| WHAT YOU WILL DO |
Print the listing below word for word, starting at its first line and ending at the line containing "column 114, row 196". Include both of those lines.

| DATA |
>> begin
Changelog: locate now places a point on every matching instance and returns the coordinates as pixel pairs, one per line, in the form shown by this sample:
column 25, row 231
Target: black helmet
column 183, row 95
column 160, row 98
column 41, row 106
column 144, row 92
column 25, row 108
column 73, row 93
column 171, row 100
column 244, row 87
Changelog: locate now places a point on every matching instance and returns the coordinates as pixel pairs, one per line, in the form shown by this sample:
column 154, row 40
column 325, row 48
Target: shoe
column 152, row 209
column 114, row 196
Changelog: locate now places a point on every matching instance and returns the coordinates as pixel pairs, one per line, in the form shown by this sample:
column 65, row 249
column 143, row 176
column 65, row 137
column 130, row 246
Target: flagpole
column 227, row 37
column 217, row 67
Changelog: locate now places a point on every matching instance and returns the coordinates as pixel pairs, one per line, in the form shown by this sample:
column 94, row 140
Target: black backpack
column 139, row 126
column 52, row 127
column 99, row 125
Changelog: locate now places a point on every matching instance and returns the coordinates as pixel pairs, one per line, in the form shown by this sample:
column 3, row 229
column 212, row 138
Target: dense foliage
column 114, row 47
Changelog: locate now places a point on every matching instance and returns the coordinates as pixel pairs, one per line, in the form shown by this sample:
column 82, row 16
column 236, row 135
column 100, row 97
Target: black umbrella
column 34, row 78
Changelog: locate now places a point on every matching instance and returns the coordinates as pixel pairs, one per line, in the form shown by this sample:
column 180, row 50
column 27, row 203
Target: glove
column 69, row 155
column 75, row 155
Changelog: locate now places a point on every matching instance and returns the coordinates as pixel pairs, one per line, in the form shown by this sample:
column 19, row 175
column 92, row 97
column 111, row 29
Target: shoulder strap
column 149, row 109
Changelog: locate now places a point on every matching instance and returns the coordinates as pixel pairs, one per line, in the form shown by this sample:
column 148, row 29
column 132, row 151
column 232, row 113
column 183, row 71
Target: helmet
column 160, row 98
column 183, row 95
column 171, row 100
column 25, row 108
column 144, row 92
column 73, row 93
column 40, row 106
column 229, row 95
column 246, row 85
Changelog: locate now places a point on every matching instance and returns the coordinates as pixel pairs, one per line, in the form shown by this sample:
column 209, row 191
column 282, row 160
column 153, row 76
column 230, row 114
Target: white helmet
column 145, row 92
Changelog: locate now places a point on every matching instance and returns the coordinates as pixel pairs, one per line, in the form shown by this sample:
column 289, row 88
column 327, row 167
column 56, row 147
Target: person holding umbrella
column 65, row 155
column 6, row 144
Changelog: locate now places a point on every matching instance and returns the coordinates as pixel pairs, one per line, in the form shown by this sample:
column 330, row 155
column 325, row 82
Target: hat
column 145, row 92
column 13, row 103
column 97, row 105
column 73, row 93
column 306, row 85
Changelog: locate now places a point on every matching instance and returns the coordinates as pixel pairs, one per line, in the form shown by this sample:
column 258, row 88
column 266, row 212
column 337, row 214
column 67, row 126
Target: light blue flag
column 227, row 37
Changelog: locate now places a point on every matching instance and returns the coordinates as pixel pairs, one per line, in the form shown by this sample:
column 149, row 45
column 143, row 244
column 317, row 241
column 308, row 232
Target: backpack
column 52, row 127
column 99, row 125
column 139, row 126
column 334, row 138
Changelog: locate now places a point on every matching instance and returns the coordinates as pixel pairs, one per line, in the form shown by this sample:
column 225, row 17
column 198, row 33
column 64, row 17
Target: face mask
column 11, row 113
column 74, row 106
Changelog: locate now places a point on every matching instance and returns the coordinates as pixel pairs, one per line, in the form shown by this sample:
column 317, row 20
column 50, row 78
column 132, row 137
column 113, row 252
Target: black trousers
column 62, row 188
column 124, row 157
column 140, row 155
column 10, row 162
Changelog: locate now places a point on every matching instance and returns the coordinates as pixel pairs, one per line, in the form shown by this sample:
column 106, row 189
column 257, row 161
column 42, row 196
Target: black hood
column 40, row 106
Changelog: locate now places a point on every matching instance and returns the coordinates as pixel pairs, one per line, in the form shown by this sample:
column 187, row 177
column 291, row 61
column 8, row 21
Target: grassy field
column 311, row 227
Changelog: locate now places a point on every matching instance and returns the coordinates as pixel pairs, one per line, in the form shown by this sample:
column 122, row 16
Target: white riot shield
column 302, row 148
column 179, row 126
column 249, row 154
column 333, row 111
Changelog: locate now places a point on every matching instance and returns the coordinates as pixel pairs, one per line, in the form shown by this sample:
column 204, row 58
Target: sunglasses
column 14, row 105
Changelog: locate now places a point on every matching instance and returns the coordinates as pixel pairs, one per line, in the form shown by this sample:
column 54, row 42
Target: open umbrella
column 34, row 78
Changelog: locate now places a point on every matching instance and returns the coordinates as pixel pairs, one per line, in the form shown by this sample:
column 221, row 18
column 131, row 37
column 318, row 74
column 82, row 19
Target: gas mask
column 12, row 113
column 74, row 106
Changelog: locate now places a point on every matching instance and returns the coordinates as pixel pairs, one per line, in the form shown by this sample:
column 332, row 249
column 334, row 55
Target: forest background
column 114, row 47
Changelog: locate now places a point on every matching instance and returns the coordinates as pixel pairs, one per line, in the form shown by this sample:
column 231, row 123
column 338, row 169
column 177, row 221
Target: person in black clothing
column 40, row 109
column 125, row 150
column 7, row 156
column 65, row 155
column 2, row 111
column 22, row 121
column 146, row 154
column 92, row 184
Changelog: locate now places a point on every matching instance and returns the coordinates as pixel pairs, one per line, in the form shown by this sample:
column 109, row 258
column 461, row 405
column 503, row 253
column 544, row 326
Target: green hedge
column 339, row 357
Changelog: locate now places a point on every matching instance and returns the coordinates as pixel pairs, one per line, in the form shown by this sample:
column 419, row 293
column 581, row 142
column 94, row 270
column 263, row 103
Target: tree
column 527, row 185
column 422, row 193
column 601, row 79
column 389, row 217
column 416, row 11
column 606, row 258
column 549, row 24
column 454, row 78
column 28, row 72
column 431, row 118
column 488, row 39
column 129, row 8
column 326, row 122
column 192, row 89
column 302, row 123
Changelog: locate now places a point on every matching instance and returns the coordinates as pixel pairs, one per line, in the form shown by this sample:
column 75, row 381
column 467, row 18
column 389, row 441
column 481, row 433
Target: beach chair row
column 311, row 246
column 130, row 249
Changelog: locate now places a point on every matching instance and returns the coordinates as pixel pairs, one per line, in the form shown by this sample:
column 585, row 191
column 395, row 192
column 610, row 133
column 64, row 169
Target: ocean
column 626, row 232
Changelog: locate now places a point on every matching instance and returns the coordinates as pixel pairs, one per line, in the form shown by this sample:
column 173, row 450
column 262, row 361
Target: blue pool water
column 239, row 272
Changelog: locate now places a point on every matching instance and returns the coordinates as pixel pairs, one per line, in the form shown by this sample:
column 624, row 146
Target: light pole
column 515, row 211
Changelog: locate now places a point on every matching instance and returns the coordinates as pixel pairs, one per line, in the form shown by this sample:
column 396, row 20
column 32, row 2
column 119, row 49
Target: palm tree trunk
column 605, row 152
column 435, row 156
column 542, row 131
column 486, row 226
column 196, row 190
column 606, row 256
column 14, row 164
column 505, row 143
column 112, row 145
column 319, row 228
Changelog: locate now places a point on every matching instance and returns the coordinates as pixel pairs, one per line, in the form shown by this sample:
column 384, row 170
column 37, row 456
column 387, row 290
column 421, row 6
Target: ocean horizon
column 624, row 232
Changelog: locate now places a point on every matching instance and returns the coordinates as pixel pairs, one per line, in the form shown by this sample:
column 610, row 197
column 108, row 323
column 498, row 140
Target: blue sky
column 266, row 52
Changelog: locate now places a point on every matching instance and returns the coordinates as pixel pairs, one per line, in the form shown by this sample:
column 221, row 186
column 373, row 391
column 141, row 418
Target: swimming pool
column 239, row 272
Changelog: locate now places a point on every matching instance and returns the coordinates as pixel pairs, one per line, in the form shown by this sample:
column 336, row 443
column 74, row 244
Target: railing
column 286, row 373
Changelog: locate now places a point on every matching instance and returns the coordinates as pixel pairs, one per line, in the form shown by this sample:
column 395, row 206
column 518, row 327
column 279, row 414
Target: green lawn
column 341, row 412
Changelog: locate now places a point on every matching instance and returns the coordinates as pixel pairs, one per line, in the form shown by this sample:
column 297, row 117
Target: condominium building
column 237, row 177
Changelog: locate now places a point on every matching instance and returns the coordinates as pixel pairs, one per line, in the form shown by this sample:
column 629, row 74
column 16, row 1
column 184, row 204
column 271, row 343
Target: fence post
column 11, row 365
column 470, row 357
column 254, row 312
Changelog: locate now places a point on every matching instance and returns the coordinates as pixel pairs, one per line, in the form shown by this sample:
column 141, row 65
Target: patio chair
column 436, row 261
>> end
| ANSWER TO THIS PROBLEM |
Changelog: locate now places a point on every matching instance and returns the coordinates as pixel pairs, one per line, in the form shown by this sample:
column 25, row 231
Target: black helmet
column 183, row 95
column 160, row 98
column 41, row 106
column 144, row 92
column 25, row 108
column 73, row 93
column 171, row 100
column 244, row 87
Changelog: locate now places a point on every matching instance and returns the coordinates as pixel pairs, one per line, in the form shown by this sample:
column 154, row 40
column 325, row 48
Target: shoe
column 152, row 209
column 114, row 196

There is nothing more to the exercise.